Please repeat all the lines between the lines holding "Give the mask of every instance of the white" and "153), (92, 123)]", inclusive. Shift every coordinate in the answers by adding 140, and leave out the pictures.

## BEGIN

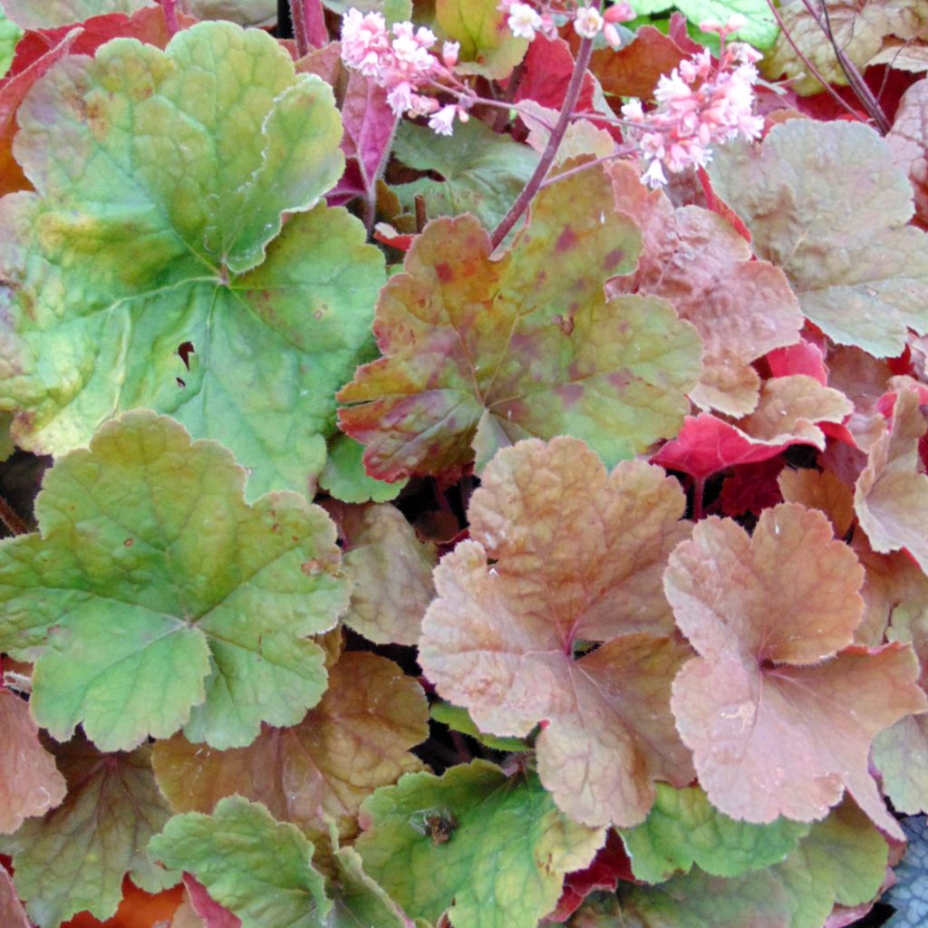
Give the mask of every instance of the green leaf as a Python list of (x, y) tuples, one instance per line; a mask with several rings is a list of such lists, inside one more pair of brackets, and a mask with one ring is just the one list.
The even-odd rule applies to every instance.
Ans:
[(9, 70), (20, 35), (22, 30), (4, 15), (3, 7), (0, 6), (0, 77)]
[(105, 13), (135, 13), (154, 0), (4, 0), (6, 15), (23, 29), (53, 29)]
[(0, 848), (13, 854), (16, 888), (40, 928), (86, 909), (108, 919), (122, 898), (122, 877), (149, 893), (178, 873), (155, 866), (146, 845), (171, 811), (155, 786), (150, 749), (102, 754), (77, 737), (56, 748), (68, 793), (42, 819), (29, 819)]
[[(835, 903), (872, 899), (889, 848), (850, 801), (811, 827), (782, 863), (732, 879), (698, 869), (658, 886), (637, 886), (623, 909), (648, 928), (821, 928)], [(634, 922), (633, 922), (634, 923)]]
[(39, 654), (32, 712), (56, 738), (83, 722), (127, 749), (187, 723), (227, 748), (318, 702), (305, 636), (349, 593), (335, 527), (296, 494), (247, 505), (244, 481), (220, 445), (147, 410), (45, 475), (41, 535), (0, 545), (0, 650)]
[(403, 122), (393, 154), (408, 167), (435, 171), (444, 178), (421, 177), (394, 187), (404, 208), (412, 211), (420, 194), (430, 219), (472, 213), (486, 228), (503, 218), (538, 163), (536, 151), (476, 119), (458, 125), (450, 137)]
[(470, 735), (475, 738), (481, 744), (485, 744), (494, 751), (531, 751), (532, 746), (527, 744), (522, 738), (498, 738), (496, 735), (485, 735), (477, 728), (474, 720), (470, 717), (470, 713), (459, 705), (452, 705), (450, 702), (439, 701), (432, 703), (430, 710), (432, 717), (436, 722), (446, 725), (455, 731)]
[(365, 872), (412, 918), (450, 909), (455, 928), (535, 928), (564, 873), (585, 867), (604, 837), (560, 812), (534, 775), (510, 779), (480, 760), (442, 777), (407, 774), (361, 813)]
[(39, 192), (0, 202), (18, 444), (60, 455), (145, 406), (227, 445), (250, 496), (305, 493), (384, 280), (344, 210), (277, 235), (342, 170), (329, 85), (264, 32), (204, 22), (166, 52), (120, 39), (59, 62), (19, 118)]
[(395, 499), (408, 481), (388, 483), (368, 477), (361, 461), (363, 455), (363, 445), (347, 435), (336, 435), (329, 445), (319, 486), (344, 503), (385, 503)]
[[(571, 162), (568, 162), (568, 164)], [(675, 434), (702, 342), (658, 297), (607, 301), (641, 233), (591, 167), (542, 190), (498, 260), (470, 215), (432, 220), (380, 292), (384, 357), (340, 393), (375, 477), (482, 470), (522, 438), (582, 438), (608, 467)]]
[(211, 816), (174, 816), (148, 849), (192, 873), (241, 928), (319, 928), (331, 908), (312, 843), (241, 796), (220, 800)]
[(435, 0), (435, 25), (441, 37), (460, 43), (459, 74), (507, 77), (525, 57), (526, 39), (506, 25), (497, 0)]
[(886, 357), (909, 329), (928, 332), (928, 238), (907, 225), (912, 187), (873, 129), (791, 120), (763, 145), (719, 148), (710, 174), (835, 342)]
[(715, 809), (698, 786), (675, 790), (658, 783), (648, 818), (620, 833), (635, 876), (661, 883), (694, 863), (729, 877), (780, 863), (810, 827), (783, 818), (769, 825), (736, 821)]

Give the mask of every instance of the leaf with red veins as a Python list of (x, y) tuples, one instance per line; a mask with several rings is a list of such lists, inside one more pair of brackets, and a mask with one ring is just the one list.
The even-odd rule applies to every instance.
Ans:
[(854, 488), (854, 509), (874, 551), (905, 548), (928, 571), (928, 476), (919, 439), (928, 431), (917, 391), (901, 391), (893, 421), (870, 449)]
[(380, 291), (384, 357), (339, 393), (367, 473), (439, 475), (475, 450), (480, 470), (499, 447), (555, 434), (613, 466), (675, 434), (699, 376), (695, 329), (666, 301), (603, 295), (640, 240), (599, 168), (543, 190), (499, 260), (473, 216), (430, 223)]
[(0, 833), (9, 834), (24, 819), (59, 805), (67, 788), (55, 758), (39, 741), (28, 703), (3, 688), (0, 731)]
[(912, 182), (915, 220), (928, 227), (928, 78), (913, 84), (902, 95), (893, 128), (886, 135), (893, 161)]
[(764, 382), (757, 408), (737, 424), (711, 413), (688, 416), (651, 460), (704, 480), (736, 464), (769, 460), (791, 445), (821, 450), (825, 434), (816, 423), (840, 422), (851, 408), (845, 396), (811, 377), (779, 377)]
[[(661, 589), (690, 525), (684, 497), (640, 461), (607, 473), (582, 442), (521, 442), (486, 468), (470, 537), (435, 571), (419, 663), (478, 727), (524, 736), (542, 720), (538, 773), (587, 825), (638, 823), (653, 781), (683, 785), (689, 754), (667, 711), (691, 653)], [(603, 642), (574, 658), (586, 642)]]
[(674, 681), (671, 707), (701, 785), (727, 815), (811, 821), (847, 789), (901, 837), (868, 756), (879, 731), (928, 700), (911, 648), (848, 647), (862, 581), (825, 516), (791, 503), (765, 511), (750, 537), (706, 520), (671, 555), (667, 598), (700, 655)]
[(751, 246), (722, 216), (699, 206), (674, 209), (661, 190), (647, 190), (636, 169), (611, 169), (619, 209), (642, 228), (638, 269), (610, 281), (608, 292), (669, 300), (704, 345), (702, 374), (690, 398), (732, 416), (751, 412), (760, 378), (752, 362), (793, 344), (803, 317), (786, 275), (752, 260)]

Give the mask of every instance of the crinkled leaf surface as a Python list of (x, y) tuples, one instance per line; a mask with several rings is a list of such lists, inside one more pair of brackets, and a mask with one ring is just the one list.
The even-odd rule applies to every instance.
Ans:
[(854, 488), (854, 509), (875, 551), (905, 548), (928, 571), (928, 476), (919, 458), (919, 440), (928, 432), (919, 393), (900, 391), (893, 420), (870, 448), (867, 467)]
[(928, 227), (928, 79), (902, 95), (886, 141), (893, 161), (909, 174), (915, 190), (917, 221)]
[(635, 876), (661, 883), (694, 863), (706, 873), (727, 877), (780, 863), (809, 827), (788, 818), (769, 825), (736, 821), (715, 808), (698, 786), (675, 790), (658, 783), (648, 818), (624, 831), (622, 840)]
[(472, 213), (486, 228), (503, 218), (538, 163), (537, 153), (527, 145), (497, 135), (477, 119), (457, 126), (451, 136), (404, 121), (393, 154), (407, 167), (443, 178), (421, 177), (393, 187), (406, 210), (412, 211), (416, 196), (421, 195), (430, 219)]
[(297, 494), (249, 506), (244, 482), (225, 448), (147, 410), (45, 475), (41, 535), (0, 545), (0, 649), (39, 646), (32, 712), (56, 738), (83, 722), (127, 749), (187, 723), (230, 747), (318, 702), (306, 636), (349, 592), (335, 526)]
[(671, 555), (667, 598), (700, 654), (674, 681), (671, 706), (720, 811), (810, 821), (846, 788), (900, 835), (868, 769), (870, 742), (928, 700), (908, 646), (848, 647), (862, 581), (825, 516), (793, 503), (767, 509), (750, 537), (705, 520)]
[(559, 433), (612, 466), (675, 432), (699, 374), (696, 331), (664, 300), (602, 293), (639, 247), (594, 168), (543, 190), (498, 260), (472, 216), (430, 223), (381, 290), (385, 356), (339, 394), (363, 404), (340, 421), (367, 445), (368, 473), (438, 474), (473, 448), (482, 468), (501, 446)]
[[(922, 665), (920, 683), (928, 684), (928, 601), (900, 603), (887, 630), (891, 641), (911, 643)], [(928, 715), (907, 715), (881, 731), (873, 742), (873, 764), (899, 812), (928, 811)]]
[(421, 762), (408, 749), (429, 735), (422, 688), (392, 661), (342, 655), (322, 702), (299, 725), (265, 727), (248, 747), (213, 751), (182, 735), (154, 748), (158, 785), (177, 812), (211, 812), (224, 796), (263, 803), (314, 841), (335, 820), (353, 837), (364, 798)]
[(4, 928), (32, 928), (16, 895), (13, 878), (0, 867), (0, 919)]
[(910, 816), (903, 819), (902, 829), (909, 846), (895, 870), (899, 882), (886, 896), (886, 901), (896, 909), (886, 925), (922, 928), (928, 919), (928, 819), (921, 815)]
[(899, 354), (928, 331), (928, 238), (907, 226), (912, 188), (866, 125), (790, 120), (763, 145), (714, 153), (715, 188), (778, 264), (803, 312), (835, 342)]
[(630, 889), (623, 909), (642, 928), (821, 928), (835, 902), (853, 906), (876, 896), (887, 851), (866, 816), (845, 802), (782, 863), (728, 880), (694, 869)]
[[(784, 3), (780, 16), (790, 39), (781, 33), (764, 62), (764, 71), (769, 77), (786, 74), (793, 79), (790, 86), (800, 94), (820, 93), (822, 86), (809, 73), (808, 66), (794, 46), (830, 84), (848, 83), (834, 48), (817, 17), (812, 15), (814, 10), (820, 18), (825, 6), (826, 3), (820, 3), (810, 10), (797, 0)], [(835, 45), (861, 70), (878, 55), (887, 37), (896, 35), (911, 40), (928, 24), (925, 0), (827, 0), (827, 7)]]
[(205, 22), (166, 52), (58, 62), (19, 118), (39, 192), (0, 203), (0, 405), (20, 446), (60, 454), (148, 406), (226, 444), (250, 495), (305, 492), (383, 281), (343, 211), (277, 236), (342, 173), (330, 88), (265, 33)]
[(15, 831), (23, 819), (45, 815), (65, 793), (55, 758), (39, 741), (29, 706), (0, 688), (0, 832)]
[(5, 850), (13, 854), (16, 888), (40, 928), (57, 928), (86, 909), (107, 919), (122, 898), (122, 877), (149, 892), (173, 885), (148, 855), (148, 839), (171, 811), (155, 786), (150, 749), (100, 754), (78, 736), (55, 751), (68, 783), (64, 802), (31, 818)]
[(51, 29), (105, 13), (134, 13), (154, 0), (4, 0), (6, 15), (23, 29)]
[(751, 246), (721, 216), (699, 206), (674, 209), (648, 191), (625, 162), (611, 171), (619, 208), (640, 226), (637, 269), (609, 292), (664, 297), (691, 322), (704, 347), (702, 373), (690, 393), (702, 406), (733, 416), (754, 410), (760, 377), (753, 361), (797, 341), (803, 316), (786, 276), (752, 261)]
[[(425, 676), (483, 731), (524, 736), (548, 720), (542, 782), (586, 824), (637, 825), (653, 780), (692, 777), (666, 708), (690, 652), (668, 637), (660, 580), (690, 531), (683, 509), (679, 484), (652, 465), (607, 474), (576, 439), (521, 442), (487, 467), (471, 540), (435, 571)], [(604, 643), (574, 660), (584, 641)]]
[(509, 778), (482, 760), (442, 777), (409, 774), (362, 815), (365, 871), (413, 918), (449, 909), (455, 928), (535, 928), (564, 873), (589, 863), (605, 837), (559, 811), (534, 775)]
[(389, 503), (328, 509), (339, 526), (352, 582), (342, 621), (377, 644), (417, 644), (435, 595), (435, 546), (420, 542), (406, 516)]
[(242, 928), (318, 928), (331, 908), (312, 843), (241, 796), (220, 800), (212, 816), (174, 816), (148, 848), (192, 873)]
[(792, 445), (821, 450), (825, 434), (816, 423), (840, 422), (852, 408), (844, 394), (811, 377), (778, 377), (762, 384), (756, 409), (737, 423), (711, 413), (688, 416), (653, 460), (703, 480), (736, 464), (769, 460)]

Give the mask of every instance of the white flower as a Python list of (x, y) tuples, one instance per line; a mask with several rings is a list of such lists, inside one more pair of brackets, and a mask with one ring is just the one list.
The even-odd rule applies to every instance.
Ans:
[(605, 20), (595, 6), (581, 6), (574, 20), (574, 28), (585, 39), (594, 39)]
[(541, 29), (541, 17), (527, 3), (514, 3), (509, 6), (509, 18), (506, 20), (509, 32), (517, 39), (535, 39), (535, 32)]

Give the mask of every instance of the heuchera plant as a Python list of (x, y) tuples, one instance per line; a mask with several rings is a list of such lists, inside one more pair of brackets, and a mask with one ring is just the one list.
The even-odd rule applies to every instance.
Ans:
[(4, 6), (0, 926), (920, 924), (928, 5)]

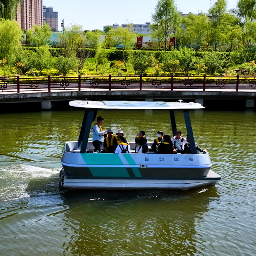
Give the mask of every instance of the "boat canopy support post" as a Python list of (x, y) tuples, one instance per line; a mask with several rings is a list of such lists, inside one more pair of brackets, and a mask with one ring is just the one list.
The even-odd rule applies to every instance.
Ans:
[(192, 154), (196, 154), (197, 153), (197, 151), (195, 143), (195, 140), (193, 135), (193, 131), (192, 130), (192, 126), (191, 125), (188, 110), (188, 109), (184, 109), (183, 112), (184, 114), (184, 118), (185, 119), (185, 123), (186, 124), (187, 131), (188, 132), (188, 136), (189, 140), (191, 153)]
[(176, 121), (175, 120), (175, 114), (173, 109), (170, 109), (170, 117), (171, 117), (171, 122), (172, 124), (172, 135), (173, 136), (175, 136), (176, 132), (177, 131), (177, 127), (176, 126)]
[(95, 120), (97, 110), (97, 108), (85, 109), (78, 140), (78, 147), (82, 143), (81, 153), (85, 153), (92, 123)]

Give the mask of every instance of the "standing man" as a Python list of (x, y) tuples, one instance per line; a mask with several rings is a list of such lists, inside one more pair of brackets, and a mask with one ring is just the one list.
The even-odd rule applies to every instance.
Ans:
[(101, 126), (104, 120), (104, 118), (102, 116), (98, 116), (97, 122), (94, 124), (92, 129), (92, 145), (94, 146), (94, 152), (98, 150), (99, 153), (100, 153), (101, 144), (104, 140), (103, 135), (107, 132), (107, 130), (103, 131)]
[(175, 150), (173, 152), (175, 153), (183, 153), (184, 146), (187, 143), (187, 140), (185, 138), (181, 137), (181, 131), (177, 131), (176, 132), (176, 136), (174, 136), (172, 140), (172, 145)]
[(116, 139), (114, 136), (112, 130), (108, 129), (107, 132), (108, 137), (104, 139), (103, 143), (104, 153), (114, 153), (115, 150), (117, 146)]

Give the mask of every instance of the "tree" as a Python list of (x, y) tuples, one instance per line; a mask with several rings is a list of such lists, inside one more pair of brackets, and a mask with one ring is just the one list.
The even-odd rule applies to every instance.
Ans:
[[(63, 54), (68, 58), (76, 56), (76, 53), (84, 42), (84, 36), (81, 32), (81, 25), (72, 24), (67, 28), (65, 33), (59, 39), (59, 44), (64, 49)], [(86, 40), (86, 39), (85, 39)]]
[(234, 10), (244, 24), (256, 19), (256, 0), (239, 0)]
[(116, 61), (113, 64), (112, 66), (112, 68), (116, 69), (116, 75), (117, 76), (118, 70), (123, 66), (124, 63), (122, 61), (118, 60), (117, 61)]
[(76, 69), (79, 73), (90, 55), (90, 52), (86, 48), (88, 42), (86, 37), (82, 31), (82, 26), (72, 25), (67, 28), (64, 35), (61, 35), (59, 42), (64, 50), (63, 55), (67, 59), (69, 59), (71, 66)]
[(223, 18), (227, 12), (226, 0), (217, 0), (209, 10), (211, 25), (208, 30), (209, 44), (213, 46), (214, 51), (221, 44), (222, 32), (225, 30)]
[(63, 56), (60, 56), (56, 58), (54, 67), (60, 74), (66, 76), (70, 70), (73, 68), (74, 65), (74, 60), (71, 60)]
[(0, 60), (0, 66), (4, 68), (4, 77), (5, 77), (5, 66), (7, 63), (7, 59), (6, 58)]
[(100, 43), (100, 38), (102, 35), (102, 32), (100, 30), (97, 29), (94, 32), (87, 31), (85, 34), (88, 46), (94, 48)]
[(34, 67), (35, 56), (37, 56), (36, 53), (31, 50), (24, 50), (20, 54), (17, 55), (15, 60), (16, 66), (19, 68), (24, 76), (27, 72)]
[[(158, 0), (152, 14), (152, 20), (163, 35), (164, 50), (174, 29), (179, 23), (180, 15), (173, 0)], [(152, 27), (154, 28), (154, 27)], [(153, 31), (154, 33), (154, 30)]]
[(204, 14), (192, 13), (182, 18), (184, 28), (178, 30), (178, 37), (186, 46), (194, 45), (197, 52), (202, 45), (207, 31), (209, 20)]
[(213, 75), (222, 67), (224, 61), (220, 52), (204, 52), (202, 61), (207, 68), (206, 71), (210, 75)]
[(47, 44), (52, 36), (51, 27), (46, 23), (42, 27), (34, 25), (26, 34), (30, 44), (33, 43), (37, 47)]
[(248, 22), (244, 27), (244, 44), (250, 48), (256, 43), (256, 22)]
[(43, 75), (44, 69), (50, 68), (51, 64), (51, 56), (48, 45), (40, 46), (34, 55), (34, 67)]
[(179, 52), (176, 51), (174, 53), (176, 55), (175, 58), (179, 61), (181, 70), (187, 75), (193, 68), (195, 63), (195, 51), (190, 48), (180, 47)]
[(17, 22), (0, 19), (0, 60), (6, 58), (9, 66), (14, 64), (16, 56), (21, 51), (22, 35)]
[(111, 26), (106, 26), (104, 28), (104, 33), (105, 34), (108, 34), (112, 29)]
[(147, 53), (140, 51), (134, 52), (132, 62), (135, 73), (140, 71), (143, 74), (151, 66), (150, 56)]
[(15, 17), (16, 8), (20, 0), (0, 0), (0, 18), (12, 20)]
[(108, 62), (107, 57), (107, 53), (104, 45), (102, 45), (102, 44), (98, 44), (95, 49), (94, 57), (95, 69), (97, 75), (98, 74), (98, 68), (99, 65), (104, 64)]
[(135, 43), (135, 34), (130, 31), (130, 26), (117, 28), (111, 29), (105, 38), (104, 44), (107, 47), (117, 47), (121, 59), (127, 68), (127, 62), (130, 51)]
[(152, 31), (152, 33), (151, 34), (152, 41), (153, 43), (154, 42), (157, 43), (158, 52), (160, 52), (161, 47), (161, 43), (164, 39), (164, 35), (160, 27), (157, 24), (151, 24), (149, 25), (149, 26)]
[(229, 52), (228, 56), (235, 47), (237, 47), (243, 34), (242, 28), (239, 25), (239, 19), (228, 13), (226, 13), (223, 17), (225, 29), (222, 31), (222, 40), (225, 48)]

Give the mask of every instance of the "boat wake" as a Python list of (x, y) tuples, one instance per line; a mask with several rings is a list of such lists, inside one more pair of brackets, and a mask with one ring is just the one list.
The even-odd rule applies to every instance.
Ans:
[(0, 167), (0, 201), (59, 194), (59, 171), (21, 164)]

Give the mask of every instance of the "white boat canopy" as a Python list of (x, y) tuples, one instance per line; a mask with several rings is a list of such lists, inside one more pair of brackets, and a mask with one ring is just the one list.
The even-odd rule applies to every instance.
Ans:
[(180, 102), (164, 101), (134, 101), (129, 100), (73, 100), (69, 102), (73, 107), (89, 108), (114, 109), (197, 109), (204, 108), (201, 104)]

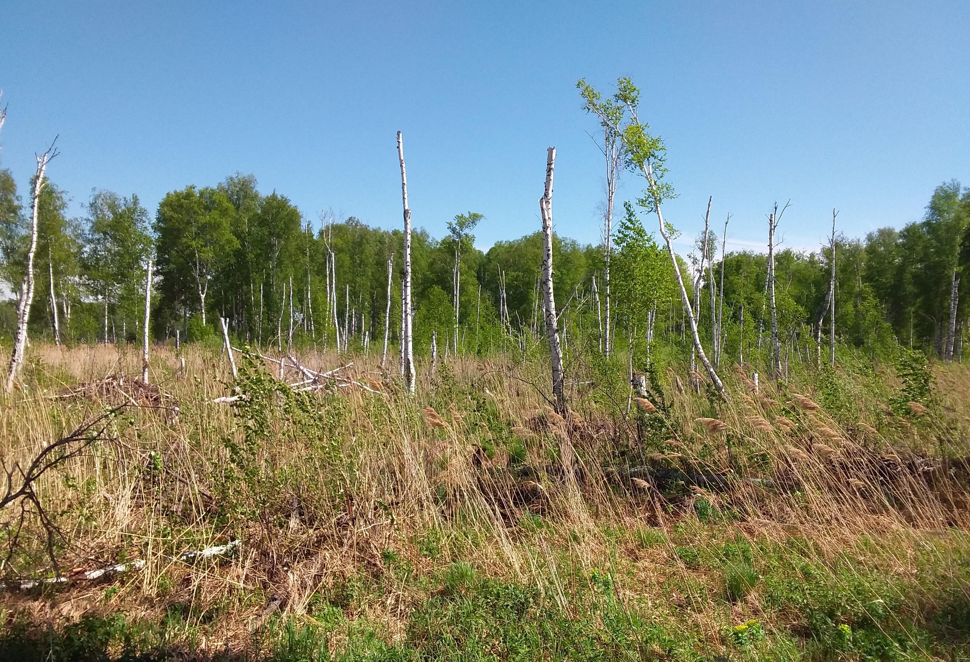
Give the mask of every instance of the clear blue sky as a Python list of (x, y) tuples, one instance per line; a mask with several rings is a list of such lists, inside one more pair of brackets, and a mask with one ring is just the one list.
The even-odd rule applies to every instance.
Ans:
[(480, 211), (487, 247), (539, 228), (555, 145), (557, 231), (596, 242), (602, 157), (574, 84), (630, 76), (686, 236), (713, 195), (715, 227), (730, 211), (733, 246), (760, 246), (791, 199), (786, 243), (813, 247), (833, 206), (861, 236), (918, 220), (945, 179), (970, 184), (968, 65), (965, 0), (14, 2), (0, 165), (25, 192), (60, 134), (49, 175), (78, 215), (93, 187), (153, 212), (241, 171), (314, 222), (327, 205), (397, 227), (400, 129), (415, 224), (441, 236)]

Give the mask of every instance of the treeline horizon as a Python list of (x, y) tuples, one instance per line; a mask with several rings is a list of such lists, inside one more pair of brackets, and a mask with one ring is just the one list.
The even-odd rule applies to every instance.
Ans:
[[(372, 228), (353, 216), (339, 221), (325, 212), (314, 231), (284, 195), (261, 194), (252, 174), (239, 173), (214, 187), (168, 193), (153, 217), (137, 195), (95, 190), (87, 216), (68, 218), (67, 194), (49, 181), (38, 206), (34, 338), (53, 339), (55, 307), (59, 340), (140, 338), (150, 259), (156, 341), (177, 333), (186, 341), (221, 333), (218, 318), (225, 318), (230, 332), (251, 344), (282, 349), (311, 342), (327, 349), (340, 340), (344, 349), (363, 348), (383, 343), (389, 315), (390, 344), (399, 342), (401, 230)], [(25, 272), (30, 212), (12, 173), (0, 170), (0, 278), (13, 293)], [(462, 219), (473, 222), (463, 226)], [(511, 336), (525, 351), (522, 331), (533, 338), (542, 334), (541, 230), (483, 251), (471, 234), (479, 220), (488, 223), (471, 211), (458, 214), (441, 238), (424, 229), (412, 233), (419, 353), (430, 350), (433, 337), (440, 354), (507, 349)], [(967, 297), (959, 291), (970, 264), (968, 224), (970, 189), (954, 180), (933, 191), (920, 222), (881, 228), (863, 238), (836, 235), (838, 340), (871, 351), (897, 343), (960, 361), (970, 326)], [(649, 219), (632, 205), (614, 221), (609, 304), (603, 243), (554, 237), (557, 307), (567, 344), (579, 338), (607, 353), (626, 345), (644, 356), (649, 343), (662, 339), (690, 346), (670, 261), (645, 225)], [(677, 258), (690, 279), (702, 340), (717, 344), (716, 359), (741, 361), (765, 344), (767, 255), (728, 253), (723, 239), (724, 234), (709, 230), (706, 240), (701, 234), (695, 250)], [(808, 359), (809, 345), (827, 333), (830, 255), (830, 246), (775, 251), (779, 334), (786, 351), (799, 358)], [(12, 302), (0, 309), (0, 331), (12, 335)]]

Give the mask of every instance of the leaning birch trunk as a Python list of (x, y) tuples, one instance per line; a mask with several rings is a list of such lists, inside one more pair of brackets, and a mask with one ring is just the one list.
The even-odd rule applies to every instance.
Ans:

## END

__RESULT OF THIS EXERCISE__.
Give the mask of every instance of the white flower as a Python list of (x, y) tuples, one instance per line; a mask with several rings is a list of such lists, inside one more pair of brackets, and a mask with one ring is just the one list.
The even-odd rule applies to every instance.
Ans:
[(745, 160), (735, 146), (721, 146), (714, 160), (714, 168), (725, 179), (734, 179)]
[(681, 169), (681, 157), (667, 143), (654, 143), (649, 146), (649, 158), (646, 160), (649, 172), (657, 179), (675, 179), (675, 172)]

Give the mask of every instance of the heuchera plant as a Python list of (x, y) tuples, one instance per line; a mask with several rings is a list of such lists, inside one more pair of brackets, and a mask with one ring is just the one list.
The even-odd rule applies to every instance.
Ans:
[(144, 146), (140, 1066), (1060, 1064), (1068, 145)]

Give the mask of every instance of the "boat canopy support post" as a Python list of (x, y) tuples, one instance per line; a mask with several rings is a list of such lists, inside one more pair of brackets, and a mask with one ring is just the one list.
The even-odd rule applies to every instance.
Ans:
[(332, 294), (336, 294), (337, 293), (337, 291), (335, 283), (335, 280), (333, 275), (333, 271), (332, 270), (332, 266), (331, 265), (328, 250), (328, 249), (324, 249), (323, 252), (324, 254), (324, 258), (325, 259), (325, 263), (326, 264), (327, 271), (328, 272), (328, 276), (329, 280), (331, 293)]
[(316, 261), (315, 260), (315, 254), (313, 249), (310, 249), (310, 257), (311, 257), (311, 262), (312, 264), (312, 275), (313, 276), (315, 276), (316, 272), (317, 271), (317, 267), (316, 266)]
[(235, 260), (237, 250), (237, 248), (225, 249), (218, 280), (218, 287), (222, 283), (221, 293), (225, 293), (232, 263)]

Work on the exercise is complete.